## Extract
Welcome, Stella

A week and two days ago Stella came into our lives. A six-year-old rescue from the Humane Society, Stella, who was inexplicably named Laccy, is a sweet doggie everyone has fallen madly in love with. Except for the cat. Wanda is tolerant. Lots of sniffing and a bit of hissing, but overall, they seem to get along very well.

Stella is a champion ball retriever and water splasher. She plays hard and sleeps hard. She loves her pack and is starting to trust that we aren’t going anywhere, or more to the point, she isn’t going anywhere. Stella has found her forever home.

Not much is known about her, other than her previous owners gave her up because they were moving to an apartment and couldn’t keep her. I would move heaven and earth to keep a dog like Stella.

Today was my first ravine walk with Stella. She did awesome. She’s not an instigator and mostly ignores people and other dogs, but will introduce herself if required. She is friendly. A bit wary but that seems to be lessening. Her absolute place of happiness is the water, so we let her play around in the creek under the third bridge in Whitemud Ravine, which was Maggie’s favourite bridge.

It’s so nice to walk with a dog again. I miss Maggie very much, but Stella is making up for some of that loss. It’s always better with a dog. Always.

10:00-11:00ish/22C. (We are in the middle of a heatwave. Yesterday it was 30, and probably today too.)

Morning in Whitemud Ravine

Went for a cool(ish), windy and relatively uneventful walk in Whitemud Creek Ravine this morning. After a wet evening, the ravine was damp and fragrant. Brought some nuts and seeds with me, but couldn’t get any chickadee action. The bird song in the canopy was beautiful but not a lot of sightings, and only one insistent squirrel who demanded a second helping of peanuts. The areas where I left nuts on the first part of the walk was left untouched as I made my way back an hour later. Not sure where everybody was.

(Natural-language object grounding data)
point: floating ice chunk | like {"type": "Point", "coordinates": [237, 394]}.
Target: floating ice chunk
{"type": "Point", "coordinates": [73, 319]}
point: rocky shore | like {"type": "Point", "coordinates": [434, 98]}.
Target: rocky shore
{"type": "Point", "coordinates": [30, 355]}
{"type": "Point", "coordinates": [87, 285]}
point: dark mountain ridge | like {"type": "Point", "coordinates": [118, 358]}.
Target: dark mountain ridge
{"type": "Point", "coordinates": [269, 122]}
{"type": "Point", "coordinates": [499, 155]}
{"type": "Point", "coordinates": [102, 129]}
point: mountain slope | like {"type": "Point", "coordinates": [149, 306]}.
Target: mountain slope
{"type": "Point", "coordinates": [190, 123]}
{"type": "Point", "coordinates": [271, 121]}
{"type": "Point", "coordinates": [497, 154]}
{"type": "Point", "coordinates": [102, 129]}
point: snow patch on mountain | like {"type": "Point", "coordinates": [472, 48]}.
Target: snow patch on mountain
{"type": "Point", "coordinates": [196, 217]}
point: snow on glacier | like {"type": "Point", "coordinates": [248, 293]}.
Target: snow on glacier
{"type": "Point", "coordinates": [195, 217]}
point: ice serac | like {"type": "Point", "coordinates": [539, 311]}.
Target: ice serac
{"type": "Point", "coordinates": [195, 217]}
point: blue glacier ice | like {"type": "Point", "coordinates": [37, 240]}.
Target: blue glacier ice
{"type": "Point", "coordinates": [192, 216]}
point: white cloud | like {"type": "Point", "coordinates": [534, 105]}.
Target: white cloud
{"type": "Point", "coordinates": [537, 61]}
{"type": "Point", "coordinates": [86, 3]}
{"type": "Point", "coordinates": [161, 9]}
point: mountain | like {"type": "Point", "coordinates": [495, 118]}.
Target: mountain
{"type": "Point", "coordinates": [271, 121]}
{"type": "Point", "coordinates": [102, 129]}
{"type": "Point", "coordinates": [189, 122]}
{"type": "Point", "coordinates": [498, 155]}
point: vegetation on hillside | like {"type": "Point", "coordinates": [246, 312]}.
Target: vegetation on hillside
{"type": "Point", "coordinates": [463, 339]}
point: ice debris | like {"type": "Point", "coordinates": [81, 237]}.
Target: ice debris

## Instructions for the task
According to the text above, why did Stella's previous owners give her up?

## The answer
They were moving to an apartment and couldn't keep her.